AIM:
Rewrite all of the entries below, replacing "single point" with "one point" and leaving everything else unchanged.

(Records excerpted from a collection)
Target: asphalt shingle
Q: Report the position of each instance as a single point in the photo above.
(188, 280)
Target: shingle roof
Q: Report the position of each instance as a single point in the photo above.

WRITTEN SOLUTION:
Target: asphalt shingle
Q: Report the position of each instance as a one point in the photo above.
(188, 280)
Target: shingle roof
Q: Report the position of each instance as a one point in the photo above.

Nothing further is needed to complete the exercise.